__Text shown__.
<<<<
Re: [ceph-users] Instance filesystem corrupt

Brian :: Thu, 27 Oct 2016 19:43:51 -0700

What is the issue exactly?


On Fri, Oct 28, 2016 at 2:47 AM, <[email protected]> wrote:

> I think this issue may not related to your poor hardware.
>
>
>
> Our cluster has 3 Ceph monitor and 4 OSD.
>
>
>
> Each server has
>
> 2 cpu ( Intel(R) Xeon(R) CPU E5-2683 v3 @ 2.00GHz ) , 32 GB memory
>
> OSD nodes has 2 SSD for journal disks  and 8 SATA disks ( 6TB / 7200 rpm )
>
> ALL of them were connected to each other by 4 x 10Gbps cable ( 802.3 ad )
>
>
>
> The utilization of our Cpeh is only 13% , most of time the IOPS was kept
> under 1500.
>
>
>
> We still getting this issue…..
>
>
>
>
>
> *From:* Ahmed Mostafa [mailto:[email protected]]
> *Sent:* Friday, October 28, 2016 6:30 AM
> *To:* [email protected]
> *Cc:* Keynes Lee/WHQ/Wistron <[email protected]>;
> [email protected]
> *Subject:* Re: [ceph-users] Instance filesystem corrupt
>
>
>
> So i couldn't actually wait till the morning
>
>
>
> I sat rbd cache to false and tried to create the same number of instances,
> but the same issue happened again.
>
>
>
> I want to note, that if i rebooted any of the virtual machines that has
> this issue, it works without any problem afterwards.
>
>
>
> Does this mean that over-utilization could be the cause of my problem ?
> The cluster i have have bad hardware and this is the only logical
> explanation i can reach .
>
>
>
> By bad hardware i mean core-i5 processors for instance, i can see the %wa
> reaching 50-60% too.
>
>
>
> Thank you
>
>
>
>
>
> On Thu, Oct 27, 2016 at 4:13 PM, Jason Dillaman <[email protected]>
> wrote:
>
> The only effect I could see out of a highly overloaded system would be
> that the OSDs might appear to become unresponsive to the VMs. Are any of
> you using cache tiering or librbd cache? For the latter, there was one
> issue [1] that can result in read corruption that affects hammer and prior
> releases.
>
>
>
> [1] http://tracker.ceph.com/issues/16002
>
>
>
> On Thu, Oct 27, 2016 at 1:34 AM, Ahmed Mostafa <[email protected]>
> wrote:
>
> This is more or less the same bahaviour i have in ky environment
>
>
>
> By any chance is anyone running their osds and their hypervisors on the
> same machine ?
>
>
>
> And could high workload, like starting 40 - 60 or above virtual machines
> have an effect on this problem ?
>>>>
__List of tasks__.
• A. Update the mailing list thread between "On Fri, Oct" and "monitor and 4 OSD.", inclusive, changing "hardware" to "equipment".
• B. Transcribe the dataset entries between the line holding "find black lamp shade" and the final entry, inclusive.

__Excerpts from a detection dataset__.
<<<<
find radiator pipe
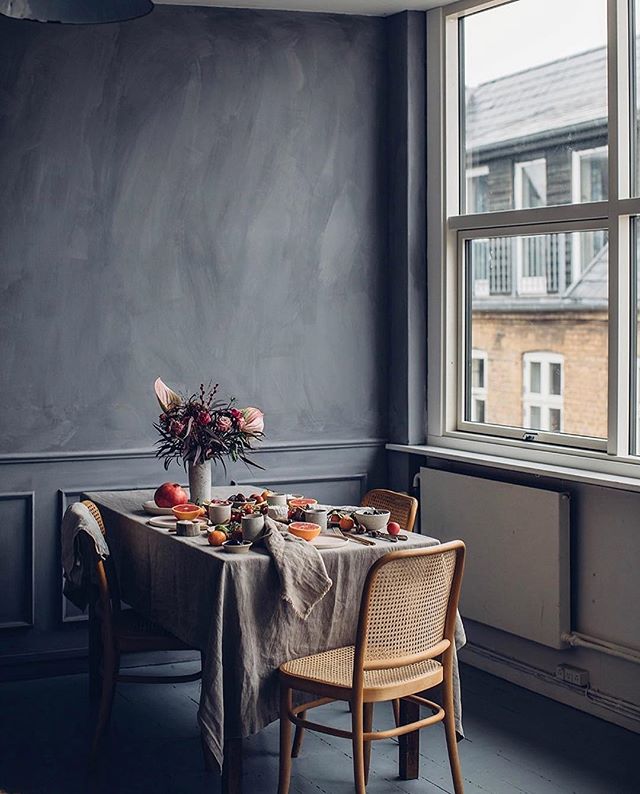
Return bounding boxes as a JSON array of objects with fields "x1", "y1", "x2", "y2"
[{"x1": 561, "y1": 631, "x2": 640, "y2": 664}]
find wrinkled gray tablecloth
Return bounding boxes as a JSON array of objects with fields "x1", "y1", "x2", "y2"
[{"x1": 87, "y1": 487, "x2": 465, "y2": 766}]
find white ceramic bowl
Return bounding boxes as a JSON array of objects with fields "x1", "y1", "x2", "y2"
[
  {"x1": 222, "y1": 540, "x2": 252, "y2": 554},
  {"x1": 356, "y1": 507, "x2": 391, "y2": 531},
  {"x1": 209, "y1": 502, "x2": 231, "y2": 524}
]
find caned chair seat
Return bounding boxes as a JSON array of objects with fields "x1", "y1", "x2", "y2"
[
  {"x1": 280, "y1": 645, "x2": 442, "y2": 703},
  {"x1": 113, "y1": 609, "x2": 190, "y2": 653}
]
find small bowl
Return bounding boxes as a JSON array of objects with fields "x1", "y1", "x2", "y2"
[
  {"x1": 356, "y1": 507, "x2": 391, "y2": 531},
  {"x1": 222, "y1": 540, "x2": 253, "y2": 554},
  {"x1": 289, "y1": 496, "x2": 318, "y2": 507},
  {"x1": 171, "y1": 503, "x2": 204, "y2": 521},
  {"x1": 209, "y1": 501, "x2": 231, "y2": 524},
  {"x1": 288, "y1": 521, "x2": 320, "y2": 540}
]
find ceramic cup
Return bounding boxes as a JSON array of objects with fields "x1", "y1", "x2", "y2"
[
  {"x1": 209, "y1": 502, "x2": 231, "y2": 525},
  {"x1": 304, "y1": 506, "x2": 327, "y2": 532},
  {"x1": 176, "y1": 521, "x2": 200, "y2": 538},
  {"x1": 242, "y1": 514, "x2": 264, "y2": 542}
]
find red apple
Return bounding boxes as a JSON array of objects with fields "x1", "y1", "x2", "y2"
[
  {"x1": 387, "y1": 521, "x2": 400, "y2": 538},
  {"x1": 153, "y1": 482, "x2": 189, "y2": 507}
]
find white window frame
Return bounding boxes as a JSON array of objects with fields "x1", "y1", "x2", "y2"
[
  {"x1": 471, "y1": 347, "x2": 489, "y2": 422},
  {"x1": 522, "y1": 350, "x2": 564, "y2": 433},
  {"x1": 427, "y1": 0, "x2": 640, "y2": 477}
]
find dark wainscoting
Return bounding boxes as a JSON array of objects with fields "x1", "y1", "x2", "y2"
[{"x1": 0, "y1": 438, "x2": 386, "y2": 679}]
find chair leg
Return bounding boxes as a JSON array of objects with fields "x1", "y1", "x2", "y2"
[
  {"x1": 351, "y1": 701, "x2": 367, "y2": 794},
  {"x1": 291, "y1": 711, "x2": 307, "y2": 758},
  {"x1": 392, "y1": 698, "x2": 400, "y2": 728},
  {"x1": 442, "y1": 660, "x2": 464, "y2": 794},
  {"x1": 278, "y1": 684, "x2": 291, "y2": 794},
  {"x1": 362, "y1": 703, "x2": 373, "y2": 785},
  {"x1": 90, "y1": 648, "x2": 120, "y2": 765}
]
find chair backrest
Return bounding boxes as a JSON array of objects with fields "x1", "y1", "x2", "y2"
[
  {"x1": 360, "y1": 488, "x2": 418, "y2": 532},
  {"x1": 354, "y1": 540, "x2": 465, "y2": 686},
  {"x1": 81, "y1": 499, "x2": 120, "y2": 642}
]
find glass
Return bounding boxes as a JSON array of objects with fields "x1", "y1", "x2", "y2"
[
  {"x1": 549, "y1": 362, "x2": 562, "y2": 394},
  {"x1": 459, "y1": 0, "x2": 604, "y2": 213},
  {"x1": 464, "y1": 229, "x2": 609, "y2": 438}
]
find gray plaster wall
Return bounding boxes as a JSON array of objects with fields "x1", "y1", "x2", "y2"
[
  {"x1": 0, "y1": 7, "x2": 387, "y2": 453},
  {"x1": 0, "y1": 6, "x2": 388, "y2": 674}
]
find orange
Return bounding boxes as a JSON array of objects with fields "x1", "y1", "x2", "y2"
[{"x1": 209, "y1": 529, "x2": 227, "y2": 546}]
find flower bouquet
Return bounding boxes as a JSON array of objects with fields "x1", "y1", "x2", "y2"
[{"x1": 153, "y1": 378, "x2": 264, "y2": 501}]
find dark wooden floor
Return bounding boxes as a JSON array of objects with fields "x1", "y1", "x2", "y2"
[{"x1": 0, "y1": 665, "x2": 640, "y2": 794}]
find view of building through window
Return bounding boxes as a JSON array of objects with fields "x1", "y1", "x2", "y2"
[{"x1": 460, "y1": 0, "x2": 608, "y2": 438}]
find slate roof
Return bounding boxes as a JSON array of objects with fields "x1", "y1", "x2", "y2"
[{"x1": 465, "y1": 47, "x2": 607, "y2": 149}]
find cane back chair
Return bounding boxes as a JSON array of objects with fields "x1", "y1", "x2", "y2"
[
  {"x1": 360, "y1": 488, "x2": 418, "y2": 532},
  {"x1": 278, "y1": 540, "x2": 465, "y2": 794},
  {"x1": 81, "y1": 500, "x2": 202, "y2": 763}
]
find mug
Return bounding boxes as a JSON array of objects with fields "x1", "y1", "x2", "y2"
[
  {"x1": 242, "y1": 513, "x2": 264, "y2": 543},
  {"x1": 304, "y1": 505, "x2": 327, "y2": 532}
]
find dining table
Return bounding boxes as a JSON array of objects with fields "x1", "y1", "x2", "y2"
[{"x1": 83, "y1": 486, "x2": 465, "y2": 794}]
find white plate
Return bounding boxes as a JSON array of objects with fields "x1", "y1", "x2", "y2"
[
  {"x1": 142, "y1": 499, "x2": 173, "y2": 516},
  {"x1": 310, "y1": 535, "x2": 349, "y2": 549},
  {"x1": 147, "y1": 516, "x2": 177, "y2": 529}
]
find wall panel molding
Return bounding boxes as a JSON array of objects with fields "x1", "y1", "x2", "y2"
[
  {"x1": 0, "y1": 438, "x2": 386, "y2": 466},
  {"x1": 0, "y1": 491, "x2": 35, "y2": 629}
]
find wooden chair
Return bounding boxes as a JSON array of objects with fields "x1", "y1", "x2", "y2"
[
  {"x1": 82, "y1": 500, "x2": 202, "y2": 763},
  {"x1": 360, "y1": 488, "x2": 418, "y2": 532},
  {"x1": 278, "y1": 540, "x2": 465, "y2": 794}
]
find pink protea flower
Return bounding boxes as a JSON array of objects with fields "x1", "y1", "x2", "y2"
[
  {"x1": 216, "y1": 416, "x2": 231, "y2": 433},
  {"x1": 242, "y1": 408, "x2": 264, "y2": 435}
]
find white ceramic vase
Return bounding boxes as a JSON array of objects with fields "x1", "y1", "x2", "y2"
[{"x1": 189, "y1": 460, "x2": 211, "y2": 504}]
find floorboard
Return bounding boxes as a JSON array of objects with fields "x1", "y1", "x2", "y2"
[{"x1": 0, "y1": 664, "x2": 640, "y2": 794}]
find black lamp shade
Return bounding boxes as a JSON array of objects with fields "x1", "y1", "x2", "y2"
[{"x1": 0, "y1": 0, "x2": 153, "y2": 25}]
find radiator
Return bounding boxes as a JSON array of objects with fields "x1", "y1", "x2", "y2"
[{"x1": 420, "y1": 468, "x2": 571, "y2": 648}]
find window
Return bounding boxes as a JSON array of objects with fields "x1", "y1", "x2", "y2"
[
  {"x1": 470, "y1": 350, "x2": 487, "y2": 422},
  {"x1": 522, "y1": 353, "x2": 563, "y2": 433},
  {"x1": 465, "y1": 165, "x2": 489, "y2": 212},
  {"x1": 427, "y1": 0, "x2": 640, "y2": 477}
]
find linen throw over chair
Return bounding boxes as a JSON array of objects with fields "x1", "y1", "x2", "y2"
[
  {"x1": 360, "y1": 488, "x2": 418, "y2": 532},
  {"x1": 82, "y1": 500, "x2": 202, "y2": 762},
  {"x1": 278, "y1": 540, "x2": 465, "y2": 794}
]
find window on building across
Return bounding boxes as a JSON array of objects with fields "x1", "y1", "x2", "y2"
[{"x1": 522, "y1": 352, "x2": 563, "y2": 433}]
>>>>
__Exercise solutions__.
• A.
On Fri, Oct 28, 2016 at 2:47 AM, <[email protected]> wrote:

> I think this issue may not related to your poor equipment.
>
>
>
> Our cluster has 3 Ceph monitor and 4 OSD.

• B.
find black lamp shade
Return bounding boxes as a JSON array of objects with fields "x1", "y1", "x2", "y2"
[{"x1": 0, "y1": 0, "x2": 153, "y2": 25}]
find radiator
Return bounding boxes as a JSON array of objects with fields "x1", "y1", "x2", "y2"
[{"x1": 420, "y1": 468, "x2": 571, "y2": 648}]
find window
Return bounding boxes as a JSON array of objects with fields "x1", "y1", "x2", "y2"
[
  {"x1": 470, "y1": 350, "x2": 487, "y2": 422},
  {"x1": 522, "y1": 353, "x2": 563, "y2": 433},
  {"x1": 465, "y1": 165, "x2": 489, "y2": 212},
  {"x1": 427, "y1": 0, "x2": 640, "y2": 477}
]
find linen throw over chair
Return bounding boxes as a JSON array of objects with fields "x1", "y1", "x2", "y2"
[
  {"x1": 360, "y1": 488, "x2": 418, "y2": 532},
  {"x1": 82, "y1": 500, "x2": 202, "y2": 762},
  {"x1": 278, "y1": 540, "x2": 465, "y2": 794}
]
find window on building across
Return bounding boxes as a JSON array of objects with fields "x1", "y1", "x2", "y2"
[{"x1": 522, "y1": 352, "x2": 563, "y2": 433}]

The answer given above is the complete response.